[Text for analysis]
BEGIN

Along with being a cutter comes a lot of shame for doing it. So, as the cutter harms to release emotion and feels a short relief from it, they then find themselves feeling shame for cutting. And so the cycle of addiction goes on.
Discovering The Silent Scars Did Not Stop Them From Coming
At first, my teen would hide as much skin as they could but as I tried to slowly get them to understand that I was trying to understand they slowly opened up a bit. They explained the cycle which I describe above and the two types of cutters. They explained that cutters will cut more than their arm, and some will scratch with their nails and some will even burn themselves. As I tried to wrap my head around the information I knew there had to be a way to help my teen beyond just trying to “understand”.
I searched for counselors but found it hard to find one that knew about cutting let alone specialized in it. Thank God, I finally found one. Once I did, my teen started seeing the therapist once a week. The therapist recommended a psychiatrist in order to get medications to help balance out what my teen was going through. We found that my teen was very normal yet they struggled to deal with how they felt. Society is fine with someone who needs a shot everyday to balance their insulin. Yet not so accepting of people who needed to balance chemicals they were not making enough of in their brain.
The Silent Scars Are Quieter But Ever Present
Meanwhile, I was struggling with how to deal with the attitude driven teenager without sending them into a cutting episode. It felt like walking in the forest in the middle of fall and trying not to make the leaves crunch. With time, I came to realize that if I watched their body language closer I could see when they were having a harder time. I would approach them in a very what felt like fragile way to see if they would talk. Most of the time that was to no avail. I tried not to push and I would try to change their environment somehow to try to avoid their self harm. I did learn that when someone cuts there is a trance like state that they enter into; and if I could successfully distract them I could prevent that time. This, sadly, was not very often.

END

[Dataset entries]

BEGIN

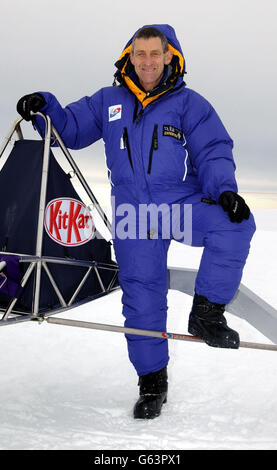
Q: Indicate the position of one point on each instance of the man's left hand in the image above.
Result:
(235, 205)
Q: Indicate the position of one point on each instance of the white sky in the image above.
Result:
(69, 48)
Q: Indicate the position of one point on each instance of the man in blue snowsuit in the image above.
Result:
(164, 144)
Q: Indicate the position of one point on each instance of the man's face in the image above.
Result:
(149, 59)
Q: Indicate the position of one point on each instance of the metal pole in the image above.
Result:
(82, 179)
(42, 202)
(139, 332)
(7, 139)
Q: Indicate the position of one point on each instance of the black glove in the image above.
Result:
(28, 103)
(235, 205)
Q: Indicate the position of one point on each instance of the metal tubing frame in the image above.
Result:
(34, 261)
(38, 261)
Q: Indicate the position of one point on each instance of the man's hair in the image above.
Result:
(150, 32)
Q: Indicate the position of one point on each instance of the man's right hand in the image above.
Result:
(33, 102)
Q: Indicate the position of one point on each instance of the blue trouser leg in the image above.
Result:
(144, 282)
(226, 247)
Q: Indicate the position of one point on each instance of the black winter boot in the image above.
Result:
(153, 393)
(207, 321)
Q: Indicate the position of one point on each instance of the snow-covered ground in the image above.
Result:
(70, 388)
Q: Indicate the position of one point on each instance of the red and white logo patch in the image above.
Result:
(68, 222)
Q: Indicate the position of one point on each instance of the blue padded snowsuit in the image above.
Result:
(163, 147)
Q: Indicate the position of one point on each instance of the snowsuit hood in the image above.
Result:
(176, 69)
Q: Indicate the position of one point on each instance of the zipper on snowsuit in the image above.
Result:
(126, 145)
(154, 146)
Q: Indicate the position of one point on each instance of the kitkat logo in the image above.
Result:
(68, 222)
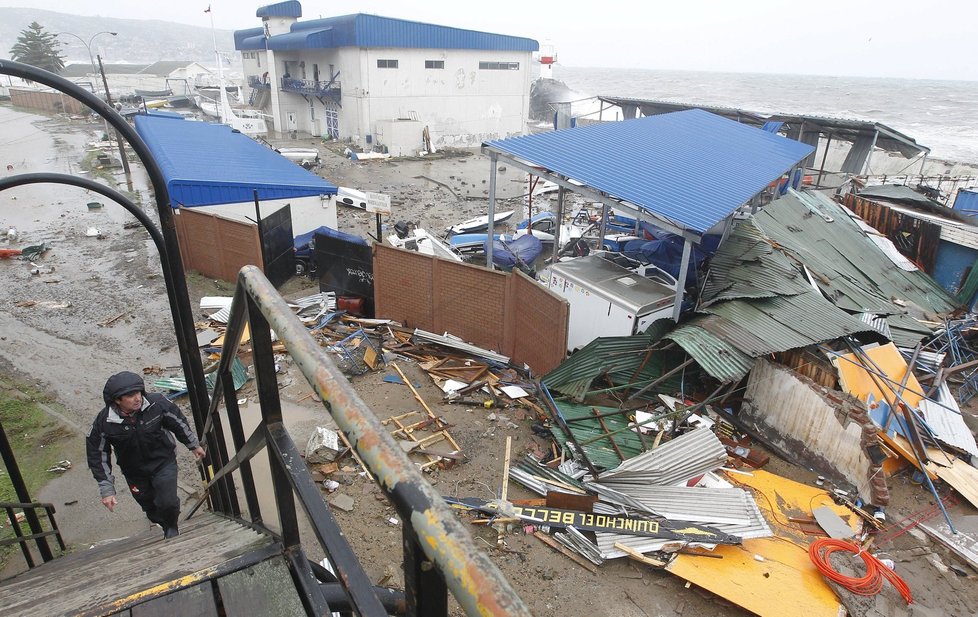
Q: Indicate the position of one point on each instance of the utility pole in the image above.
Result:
(118, 137)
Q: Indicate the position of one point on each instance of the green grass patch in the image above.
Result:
(35, 438)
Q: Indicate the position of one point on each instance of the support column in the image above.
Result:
(681, 281)
(493, 163)
(560, 219)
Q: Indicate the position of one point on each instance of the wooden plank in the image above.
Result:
(196, 601)
(120, 574)
(265, 589)
(557, 546)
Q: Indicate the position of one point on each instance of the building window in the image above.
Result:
(499, 66)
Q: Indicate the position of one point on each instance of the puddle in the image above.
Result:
(35, 143)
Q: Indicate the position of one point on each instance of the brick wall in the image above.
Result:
(507, 313)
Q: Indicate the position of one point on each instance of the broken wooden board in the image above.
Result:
(762, 572)
(960, 475)
(857, 381)
(964, 543)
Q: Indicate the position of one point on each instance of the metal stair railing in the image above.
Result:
(439, 554)
(37, 535)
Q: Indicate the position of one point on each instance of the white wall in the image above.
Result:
(461, 104)
(308, 213)
(796, 410)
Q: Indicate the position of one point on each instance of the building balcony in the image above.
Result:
(309, 87)
(255, 81)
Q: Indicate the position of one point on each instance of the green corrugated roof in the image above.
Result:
(765, 325)
(905, 331)
(848, 267)
(747, 266)
(715, 355)
(624, 359)
(600, 451)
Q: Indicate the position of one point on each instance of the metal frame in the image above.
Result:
(439, 554)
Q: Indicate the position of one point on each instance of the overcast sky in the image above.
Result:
(875, 38)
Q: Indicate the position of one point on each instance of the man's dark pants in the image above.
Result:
(157, 494)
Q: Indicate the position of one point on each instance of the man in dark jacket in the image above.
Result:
(139, 428)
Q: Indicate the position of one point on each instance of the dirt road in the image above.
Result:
(98, 306)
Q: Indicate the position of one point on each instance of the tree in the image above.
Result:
(38, 48)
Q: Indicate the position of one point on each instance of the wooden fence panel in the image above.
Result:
(215, 246)
(507, 313)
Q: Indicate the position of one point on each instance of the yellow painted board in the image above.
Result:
(771, 576)
(245, 337)
(855, 380)
(960, 475)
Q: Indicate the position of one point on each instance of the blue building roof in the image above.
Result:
(361, 30)
(205, 164)
(291, 8)
(690, 167)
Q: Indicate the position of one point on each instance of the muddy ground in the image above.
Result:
(97, 306)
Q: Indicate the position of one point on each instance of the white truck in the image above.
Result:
(606, 299)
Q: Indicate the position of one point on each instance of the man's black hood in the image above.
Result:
(122, 383)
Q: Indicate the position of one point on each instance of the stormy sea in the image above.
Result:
(938, 114)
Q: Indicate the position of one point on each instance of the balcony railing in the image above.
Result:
(255, 81)
(312, 87)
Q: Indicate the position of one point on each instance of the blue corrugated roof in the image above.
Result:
(206, 164)
(361, 30)
(291, 8)
(249, 39)
(691, 167)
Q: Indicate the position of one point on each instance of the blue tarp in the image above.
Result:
(521, 252)
(691, 168)
(205, 164)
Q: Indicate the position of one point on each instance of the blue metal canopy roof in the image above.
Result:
(690, 167)
(290, 8)
(205, 164)
(362, 30)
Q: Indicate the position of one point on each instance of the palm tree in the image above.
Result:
(38, 48)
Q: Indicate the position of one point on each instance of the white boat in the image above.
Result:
(351, 197)
(307, 157)
(248, 121)
(479, 223)
(417, 239)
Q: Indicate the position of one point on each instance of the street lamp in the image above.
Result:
(95, 73)
(88, 45)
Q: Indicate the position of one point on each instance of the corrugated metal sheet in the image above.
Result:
(691, 167)
(618, 356)
(362, 30)
(767, 325)
(747, 266)
(206, 164)
(905, 331)
(757, 528)
(687, 456)
(696, 504)
(716, 356)
(849, 268)
(877, 322)
(588, 430)
(290, 8)
(945, 420)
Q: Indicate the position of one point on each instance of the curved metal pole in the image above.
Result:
(177, 287)
(95, 187)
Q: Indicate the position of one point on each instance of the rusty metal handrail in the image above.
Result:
(38, 535)
(436, 543)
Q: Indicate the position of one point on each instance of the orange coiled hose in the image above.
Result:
(868, 585)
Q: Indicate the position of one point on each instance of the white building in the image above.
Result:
(379, 81)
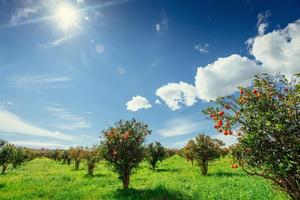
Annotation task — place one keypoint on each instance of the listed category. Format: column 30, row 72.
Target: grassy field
column 174, row 179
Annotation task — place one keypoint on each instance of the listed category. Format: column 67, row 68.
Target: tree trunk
column 4, row 167
column 90, row 168
column 126, row 178
column 204, row 168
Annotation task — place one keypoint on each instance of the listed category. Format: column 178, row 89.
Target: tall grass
column 174, row 178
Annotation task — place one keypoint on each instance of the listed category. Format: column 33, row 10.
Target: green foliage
column 267, row 122
column 6, row 155
column 123, row 147
column 156, row 152
column 174, row 179
column 92, row 156
column 77, row 154
column 206, row 149
column 18, row 157
column 189, row 151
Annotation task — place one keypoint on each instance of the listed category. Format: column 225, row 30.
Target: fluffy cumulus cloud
column 262, row 23
column 137, row 103
column 222, row 77
column 279, row 50
column 273, row 52
column 175, row 94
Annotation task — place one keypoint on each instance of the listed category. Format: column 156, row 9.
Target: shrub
column 6, row 155
column 123, row 147
column 66, row 157
column 189, row 151
column 92, row 157
column 206, row 149
column 266, row 119
column 156, row 152
column 77, row 154
column 18, row 156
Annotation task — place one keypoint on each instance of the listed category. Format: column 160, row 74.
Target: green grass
column 175, row 178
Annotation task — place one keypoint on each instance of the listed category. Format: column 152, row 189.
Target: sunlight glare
column 67, row 17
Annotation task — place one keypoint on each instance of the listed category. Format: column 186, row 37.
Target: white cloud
column 279, row 50
column 38, row 144
column 37, row 80
column 137, row 103
column 121, row 71
column 174, row 94
column 228, row 140
column 202, row 48
column 222, row 77
column 262, row 23
column 11, row 123
column 157, row 101
column 24, row 13
column 179, row 126
column 71, row 121
column 99, row 48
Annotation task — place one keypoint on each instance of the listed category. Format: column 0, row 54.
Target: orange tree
column 265, row 118
column 189, row 151
column 156, row 152
column 6, row 154
column 92, row 157
column 123, row 147
column 206, row 149
column 18, row 157
column 77, row 154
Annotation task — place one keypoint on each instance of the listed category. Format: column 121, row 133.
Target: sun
column 67, row 17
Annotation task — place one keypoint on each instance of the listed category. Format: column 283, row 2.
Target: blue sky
column 69, row 69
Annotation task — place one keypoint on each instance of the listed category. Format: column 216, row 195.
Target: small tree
column 123, row 147
column 266, row 121
column 156, row 152
column 77, row 154
column 206, row 149
column 92, row 157
column 189, row 151
column 18, row 157
column 66, row 157
column 6, row 155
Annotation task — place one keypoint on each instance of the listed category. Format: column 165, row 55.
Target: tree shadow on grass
column 158, row 193
column 166, row 170
column 225, row 174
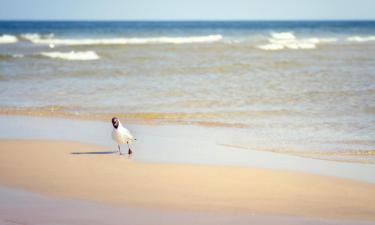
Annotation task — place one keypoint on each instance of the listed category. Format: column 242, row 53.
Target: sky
column 187, row 9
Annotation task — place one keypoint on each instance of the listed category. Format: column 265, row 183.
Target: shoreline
column 151, row 119
column 51, row 168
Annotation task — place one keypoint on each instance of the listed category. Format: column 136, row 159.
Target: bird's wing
column 127, row 134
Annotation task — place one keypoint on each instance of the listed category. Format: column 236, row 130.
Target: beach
column 237, row 122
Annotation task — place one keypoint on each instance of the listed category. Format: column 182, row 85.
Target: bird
column 121, row 135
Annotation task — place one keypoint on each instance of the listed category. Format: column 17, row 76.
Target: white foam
column 18, row 56
column 283, row 35
column 38, row 39
column 287, row 40
column 361, row 39
column 87, row 55
column 8, row 39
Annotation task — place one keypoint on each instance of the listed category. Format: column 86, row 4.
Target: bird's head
column 115, row 122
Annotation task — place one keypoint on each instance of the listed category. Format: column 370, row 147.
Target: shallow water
column 178, row 144
column 305, row 87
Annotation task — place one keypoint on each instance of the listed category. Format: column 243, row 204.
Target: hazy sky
column 186, row 9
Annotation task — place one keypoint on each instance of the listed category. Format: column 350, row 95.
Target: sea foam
column 86, row 55
column 287, row 40
column 8, row 39
column 38, row 39
column 361, row 39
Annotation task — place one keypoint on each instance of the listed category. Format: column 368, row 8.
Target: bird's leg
column 129, row 151
column 119, row 149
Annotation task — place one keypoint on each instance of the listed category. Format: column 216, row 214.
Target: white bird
column 121, row 135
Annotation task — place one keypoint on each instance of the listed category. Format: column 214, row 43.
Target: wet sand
column 96, row 173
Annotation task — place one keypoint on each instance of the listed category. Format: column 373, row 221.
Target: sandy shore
column 81, row 171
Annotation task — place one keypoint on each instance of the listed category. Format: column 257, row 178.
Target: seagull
column 121, row 135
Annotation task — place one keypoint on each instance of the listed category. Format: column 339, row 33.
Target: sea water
column 299, row 87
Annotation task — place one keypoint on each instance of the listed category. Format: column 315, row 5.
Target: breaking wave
column 50, row 40
column 8, row 39
column 287, row 40
column 87, row 55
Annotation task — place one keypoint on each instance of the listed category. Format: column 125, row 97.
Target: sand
column 89, row 172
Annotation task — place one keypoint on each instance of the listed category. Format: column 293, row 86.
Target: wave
column 361, row 39
column 87, row 55
column 8, row 39
column 287, row 40
column 50, row 40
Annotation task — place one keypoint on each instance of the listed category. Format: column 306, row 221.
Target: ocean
column 296, row 87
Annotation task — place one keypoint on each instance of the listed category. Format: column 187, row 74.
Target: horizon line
column 187, row 20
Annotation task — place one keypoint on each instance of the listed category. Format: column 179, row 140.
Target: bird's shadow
column 94, row 153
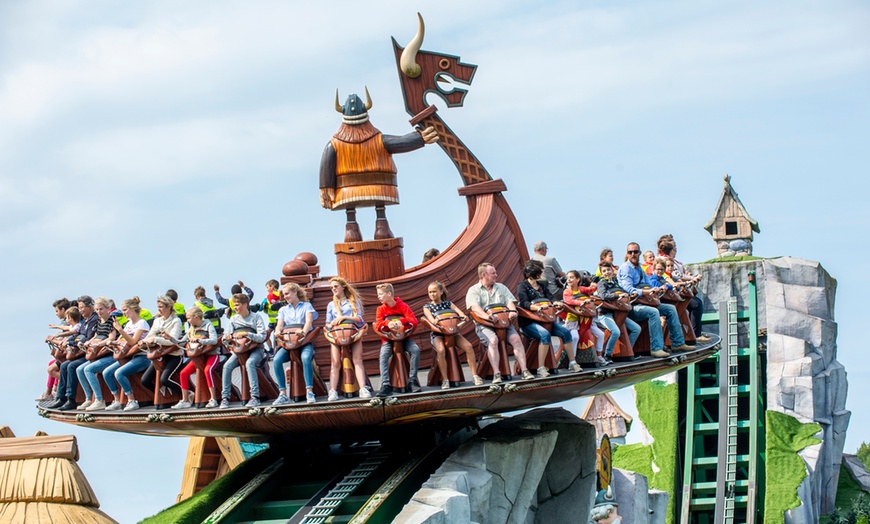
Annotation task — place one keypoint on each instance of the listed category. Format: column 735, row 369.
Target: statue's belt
column 366, row 179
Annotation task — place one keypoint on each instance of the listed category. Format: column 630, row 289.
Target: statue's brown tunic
column 365, row 172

END

[Work to complete]
Pick up the parent's account of a teenager who self-harms after its last sentence and keep writing it.

[Exercise output]
I deliberately let my teen see that I signed a paper in the therapist’s office that they would not share every session note with me. The therapist educated me about the addictive nature of cutting, or self-harm. He informed me that the journey to end self harming was long. On average it can take 1 to 3 years to work through it. And it comes with setbacks and very small shows of strength.
We’re still working through it and we have longer periods with no self harming. It IS a slow process but I can see where our relationship is ever so slightly opening a little more. It is hard as a mom to see your teen… your child… your baby, go through such an ordeal and know that since it is an addiction that it is completely up to them to do the walk. I feel powerless and helpless and want to scream and cry all at the same time. But with each step, each little success they achieve you realize that their walk is different from yours. You smile a silent smile together knowing what they have accomplished and you walk beside them.
And in a gleaming moment, every once in a while they will reach for your hand and pull you in closely and whisper “thanks for being there”.